Each line from the one containing "Target: long tail feather" through the last line of the records below is to be repeated as written, with nothing added.

Natural language region descriptions.
--- START ---
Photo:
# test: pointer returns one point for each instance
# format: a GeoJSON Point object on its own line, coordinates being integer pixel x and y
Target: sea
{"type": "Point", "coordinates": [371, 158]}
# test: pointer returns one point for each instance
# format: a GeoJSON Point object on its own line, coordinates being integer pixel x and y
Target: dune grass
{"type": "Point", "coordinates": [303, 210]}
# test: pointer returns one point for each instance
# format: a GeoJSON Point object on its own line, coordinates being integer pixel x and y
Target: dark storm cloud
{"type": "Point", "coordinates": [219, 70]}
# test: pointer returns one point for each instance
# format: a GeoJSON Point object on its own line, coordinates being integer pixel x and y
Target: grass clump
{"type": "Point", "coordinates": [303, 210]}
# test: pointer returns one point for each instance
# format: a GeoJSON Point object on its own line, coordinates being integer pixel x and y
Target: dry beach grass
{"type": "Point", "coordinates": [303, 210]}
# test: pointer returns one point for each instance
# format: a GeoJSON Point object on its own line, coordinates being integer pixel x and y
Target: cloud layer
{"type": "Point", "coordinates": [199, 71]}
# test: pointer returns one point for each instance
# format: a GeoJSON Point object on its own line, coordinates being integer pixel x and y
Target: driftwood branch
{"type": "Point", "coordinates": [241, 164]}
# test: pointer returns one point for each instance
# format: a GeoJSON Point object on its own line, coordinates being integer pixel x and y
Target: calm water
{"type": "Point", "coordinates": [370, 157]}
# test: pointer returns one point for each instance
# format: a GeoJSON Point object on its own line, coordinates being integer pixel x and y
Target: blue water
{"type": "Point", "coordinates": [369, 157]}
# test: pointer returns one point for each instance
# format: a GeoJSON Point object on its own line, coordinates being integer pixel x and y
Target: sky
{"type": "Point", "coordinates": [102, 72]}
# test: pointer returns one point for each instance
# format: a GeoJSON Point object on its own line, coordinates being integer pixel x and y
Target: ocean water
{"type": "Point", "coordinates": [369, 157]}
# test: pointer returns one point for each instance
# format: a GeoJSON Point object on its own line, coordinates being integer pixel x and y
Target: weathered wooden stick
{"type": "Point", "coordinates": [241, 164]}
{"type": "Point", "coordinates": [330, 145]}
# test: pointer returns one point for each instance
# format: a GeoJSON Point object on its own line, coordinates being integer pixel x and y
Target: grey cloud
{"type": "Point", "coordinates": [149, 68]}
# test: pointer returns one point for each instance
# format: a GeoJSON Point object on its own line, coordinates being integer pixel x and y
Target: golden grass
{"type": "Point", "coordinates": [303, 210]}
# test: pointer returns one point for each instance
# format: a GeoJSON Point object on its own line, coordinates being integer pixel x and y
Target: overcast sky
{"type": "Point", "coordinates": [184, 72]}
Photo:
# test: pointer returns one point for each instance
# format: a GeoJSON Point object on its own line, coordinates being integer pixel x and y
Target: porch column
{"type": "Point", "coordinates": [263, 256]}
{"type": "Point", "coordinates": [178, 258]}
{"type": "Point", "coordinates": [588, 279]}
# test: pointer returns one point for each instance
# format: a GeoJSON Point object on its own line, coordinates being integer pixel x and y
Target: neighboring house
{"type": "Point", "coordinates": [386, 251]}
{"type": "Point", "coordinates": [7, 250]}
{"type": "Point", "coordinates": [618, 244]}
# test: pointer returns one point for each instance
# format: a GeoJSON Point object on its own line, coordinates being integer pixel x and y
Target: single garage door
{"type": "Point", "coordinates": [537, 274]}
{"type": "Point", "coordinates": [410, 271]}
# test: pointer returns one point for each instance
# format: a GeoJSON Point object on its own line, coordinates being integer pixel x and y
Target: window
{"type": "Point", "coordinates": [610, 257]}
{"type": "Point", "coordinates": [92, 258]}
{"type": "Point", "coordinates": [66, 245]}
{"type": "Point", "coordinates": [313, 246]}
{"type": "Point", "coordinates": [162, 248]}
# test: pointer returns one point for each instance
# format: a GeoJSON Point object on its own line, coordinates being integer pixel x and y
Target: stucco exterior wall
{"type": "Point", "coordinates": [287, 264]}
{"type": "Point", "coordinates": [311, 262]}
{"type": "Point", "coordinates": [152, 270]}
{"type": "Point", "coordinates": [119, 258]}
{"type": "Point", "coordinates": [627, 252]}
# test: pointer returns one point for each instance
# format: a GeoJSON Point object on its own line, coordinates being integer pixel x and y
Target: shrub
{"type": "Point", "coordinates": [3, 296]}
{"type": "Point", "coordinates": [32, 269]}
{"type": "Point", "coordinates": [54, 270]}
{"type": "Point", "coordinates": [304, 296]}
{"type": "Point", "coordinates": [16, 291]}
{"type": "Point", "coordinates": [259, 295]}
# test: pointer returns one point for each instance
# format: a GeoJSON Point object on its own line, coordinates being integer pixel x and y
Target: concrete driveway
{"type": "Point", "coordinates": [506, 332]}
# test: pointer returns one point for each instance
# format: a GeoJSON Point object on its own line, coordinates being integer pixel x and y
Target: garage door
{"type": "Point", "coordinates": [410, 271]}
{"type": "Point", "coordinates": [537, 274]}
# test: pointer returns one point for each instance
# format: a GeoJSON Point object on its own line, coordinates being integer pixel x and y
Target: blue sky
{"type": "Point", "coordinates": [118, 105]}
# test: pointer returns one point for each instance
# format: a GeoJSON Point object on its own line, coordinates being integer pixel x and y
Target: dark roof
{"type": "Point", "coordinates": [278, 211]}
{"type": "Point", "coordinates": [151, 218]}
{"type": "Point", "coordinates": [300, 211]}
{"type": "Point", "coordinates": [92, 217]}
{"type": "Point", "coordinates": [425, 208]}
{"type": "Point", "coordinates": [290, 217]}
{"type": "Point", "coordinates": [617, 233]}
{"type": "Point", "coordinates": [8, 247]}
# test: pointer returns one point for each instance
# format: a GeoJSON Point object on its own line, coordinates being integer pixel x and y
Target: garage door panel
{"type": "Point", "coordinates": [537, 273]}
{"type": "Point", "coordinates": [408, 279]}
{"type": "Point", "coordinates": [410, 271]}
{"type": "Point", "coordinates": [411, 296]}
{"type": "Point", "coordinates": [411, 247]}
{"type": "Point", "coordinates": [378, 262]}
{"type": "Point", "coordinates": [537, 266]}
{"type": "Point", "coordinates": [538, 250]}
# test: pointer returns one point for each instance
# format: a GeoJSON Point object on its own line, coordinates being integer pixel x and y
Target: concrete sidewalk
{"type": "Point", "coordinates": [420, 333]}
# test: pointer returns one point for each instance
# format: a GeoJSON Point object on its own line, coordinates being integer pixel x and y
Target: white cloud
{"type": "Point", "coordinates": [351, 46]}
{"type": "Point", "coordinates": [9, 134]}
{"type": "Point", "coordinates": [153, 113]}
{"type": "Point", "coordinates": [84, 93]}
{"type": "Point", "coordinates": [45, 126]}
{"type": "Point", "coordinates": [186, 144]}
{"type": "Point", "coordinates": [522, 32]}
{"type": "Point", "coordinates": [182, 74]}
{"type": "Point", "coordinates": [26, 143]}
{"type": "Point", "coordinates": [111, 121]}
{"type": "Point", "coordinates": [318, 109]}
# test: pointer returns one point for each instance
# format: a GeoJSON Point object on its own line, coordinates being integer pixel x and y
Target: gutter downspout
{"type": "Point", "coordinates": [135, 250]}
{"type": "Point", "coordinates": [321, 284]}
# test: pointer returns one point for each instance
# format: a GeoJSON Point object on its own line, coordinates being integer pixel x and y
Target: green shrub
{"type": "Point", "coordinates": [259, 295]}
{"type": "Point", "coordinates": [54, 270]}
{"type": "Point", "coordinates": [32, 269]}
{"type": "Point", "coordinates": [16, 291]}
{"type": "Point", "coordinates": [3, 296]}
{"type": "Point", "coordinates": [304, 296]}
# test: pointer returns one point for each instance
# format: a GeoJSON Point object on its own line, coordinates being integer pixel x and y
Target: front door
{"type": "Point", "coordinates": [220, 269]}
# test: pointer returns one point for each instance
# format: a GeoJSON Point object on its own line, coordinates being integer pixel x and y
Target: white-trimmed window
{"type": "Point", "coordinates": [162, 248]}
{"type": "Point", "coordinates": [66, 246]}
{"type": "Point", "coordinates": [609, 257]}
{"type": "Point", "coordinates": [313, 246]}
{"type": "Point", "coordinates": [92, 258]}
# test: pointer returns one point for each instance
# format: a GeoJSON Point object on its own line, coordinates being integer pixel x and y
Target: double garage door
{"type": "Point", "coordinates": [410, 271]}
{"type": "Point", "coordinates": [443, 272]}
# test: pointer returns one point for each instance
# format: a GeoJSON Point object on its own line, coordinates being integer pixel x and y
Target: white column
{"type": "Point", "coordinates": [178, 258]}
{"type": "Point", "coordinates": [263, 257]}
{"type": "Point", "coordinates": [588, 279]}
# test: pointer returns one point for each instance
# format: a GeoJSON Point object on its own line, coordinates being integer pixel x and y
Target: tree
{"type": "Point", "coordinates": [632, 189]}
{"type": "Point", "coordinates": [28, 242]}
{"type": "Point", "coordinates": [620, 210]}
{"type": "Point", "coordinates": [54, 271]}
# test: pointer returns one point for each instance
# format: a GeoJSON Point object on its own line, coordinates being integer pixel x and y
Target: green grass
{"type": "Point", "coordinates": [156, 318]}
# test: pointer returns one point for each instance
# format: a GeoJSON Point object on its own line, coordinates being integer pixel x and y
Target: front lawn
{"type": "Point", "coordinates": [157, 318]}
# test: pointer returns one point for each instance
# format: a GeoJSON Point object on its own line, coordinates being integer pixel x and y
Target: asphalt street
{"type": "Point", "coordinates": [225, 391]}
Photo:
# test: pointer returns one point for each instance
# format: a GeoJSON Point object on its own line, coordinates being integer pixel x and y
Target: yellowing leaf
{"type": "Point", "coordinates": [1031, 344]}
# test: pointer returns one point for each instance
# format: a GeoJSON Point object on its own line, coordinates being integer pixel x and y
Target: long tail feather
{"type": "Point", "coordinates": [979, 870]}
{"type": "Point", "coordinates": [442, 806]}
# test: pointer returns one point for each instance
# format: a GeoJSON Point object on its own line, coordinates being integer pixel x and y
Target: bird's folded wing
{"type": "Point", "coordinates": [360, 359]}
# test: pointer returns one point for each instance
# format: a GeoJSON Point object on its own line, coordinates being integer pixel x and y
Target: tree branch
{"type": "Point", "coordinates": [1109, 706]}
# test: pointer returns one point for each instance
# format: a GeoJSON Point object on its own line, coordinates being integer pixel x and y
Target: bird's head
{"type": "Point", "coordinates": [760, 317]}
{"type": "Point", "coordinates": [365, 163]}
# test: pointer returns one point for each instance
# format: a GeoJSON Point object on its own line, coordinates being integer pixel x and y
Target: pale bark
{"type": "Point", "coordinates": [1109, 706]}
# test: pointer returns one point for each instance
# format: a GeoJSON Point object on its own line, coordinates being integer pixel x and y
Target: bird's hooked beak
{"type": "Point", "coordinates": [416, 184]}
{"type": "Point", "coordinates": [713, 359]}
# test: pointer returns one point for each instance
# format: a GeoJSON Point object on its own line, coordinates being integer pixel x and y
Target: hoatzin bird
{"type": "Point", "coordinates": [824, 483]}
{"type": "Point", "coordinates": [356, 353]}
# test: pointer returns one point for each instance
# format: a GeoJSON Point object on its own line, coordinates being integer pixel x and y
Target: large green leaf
--- END ---
OUTPUT FOR THIS EXERCISE.
Target: long tail feather
{"type": "Point", "coordinates": [979, 870]}
{"type": "Point", "coordinates": [442, 806]}
# test: pointer returns one point for each instance
# format: a GeoJSON Point object on its own line, coordinates being integer pixel x and y
Target: bird's folded wing
{"type": "Point", "coordinates": [360, 359]}
# test: pointer returns one point for each instance
# format: a GeoJSON Point object on its own line, coordinates being integer pixel x and y
Target: tree branch
{"type": "Point", "coordinates": [1109, 706]}
# test: pointer returns one point for each instance
# format: a GeoJSON Point object on its own line, coordinates being integer pixel x and y
Target: bird's head
{"type": "Point", "coordinates": [760, 317]}
{"type": "Point", "coordinates": [365, 163]}
# test: pointer returns one point for each instance
# format: a GeoJSON Point object on its own line, coordinates being integer pixel x and y
Target: pale bark
{"type": "Point", "coordinates": [1109, 706]}
# test: pointer returns one point for each instance
# format: a GeoJSON Point object on its own line, coordinates being integer pixel x and y
Target: bird's hooked beak
{"type": "Point", "coordinates": [416, 184]}
{"type": "Point", "coordinates": [713, 359]}
# test: pointer returns one point for each instance
# format: a GeoJSON Point object on its own line, coordinates being integer pixel x and y
Target: hoatzin bird
{"type": "Point", "coordinates": [824, 483]}
{"type": "Point", "coordinates": [356, 353]}
# test: pointer returns one point for each instance
# format: a GeoJSON Point object on its own line, coordinates being integer pixel x and y
Target: large green leaf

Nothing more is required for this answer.